Once the above documentation is in place, investigators must contact Peggy Hubley in the core to schedule hands-on training in fish husbandry and core procedures by emailing firstname.lastname@example.org.
Once complete, investigators will be given keys to the core.
Additionally, investigators will need to contact Penny Devlin, Animal Resource Facilities Manager for the Department of Comparative Medicine, at email@example.com for a brief introduction to the Central Animal Quarters and to obtain keycard access to that facility.
Any investigator wishing to import embryos or adult fish into the core must obtain written consent from the fish facility manager, Peggy Hubley, before proceeding. She can be reached at firstname.lastname@example.org.
Once written consent to import has been obtained, the following actions must be taken:
- An Animal Import Request Form must be obtained from and submitted to Peggy Hubley.
- A health certificate must be issued by the sending institution and submitted to Peggy Hubley. A health certificate template can be provided.
- Incoming fish must be added to an IACUC animal protocol. New researchers without their own IACUC animal protocol must place incoming fish on a holding protocol, held by the Department of Comparative Medicine, until the new researcher procures their own IACUC animal protocol. Contact Rachel Panas at email@example.com for assistance with the IACUC Animal Protocol Form.
- Shipments should be scheduled to arrive no later than Thursday morning.
- All fish must be labeled with date of birth and genotype. An identification number will be assigned to each group of fish in accordance with facility guidelines.
- Adult fish entering the facility will be housed in quarantine for the duration of life; contact Peggy Hubley for quarantine pricing.
- All embryos must be bleached prior to shipment in order to be entered into the main housing facility. Unbleached embryos will remain in quarantine. See the procedures for shipping live adult fish and embryos for the accepted embryo bleaching protocol.
- A Material Transfer Agreement is not needed unless:
- the exporting institution requires one;
- the original owner of the animal model or reagents requires a new MTA with Penn State; or
- the researcher is transferring data or tissues related to human subjects.

• [Data provided]
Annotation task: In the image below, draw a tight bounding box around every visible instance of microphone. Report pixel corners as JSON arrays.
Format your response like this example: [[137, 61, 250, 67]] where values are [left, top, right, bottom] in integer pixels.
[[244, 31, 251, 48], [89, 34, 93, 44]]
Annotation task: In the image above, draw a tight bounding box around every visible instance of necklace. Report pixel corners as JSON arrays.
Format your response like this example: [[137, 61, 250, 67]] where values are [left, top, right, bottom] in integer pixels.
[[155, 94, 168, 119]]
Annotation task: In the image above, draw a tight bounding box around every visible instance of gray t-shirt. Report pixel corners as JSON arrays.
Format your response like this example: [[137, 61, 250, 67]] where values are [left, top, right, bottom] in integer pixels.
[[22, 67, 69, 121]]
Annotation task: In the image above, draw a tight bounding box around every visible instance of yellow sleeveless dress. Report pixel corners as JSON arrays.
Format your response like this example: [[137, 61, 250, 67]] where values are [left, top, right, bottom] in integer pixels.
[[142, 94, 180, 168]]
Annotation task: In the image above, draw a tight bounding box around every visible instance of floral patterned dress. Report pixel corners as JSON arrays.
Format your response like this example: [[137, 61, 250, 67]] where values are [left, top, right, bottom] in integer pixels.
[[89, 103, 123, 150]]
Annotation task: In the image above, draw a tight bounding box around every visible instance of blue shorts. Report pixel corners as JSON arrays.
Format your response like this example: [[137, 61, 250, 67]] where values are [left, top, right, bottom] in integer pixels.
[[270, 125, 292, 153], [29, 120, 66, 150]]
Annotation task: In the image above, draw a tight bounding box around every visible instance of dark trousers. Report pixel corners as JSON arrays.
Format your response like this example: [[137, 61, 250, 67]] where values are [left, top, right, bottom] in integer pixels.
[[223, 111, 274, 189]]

• [Parts of the exercise]
**A.** Can you rewrite the paragraph of the fish facility guidelines that begins "Additionally, investigators will need to contact Penny Devlin" more briefly, keeping its main facts?
**B.** Could you return the part of the fish facility guidelines between "- All fish must" and "for quarantine pricing.", inclusive, copied word for word?
You can set the items aside; they aren't needed here.

• [Task-by-task results]
**A.** Investigators must also email Penny Devlin (Animal Resource Facilities Manager, Department of Comparative Medicine) at email@example.com for a brief introduction to the Central Animal Quarters and keycard access to it.

**B.**
- All fish must be labeled with date of birth and genotype. An identification number will be assigned to each group of fish in accordance with facility guidelines.
- Adult fish entering the facility will be housed in quarantine for the duration of life; contact Peggy Hubley for quarantine pricing.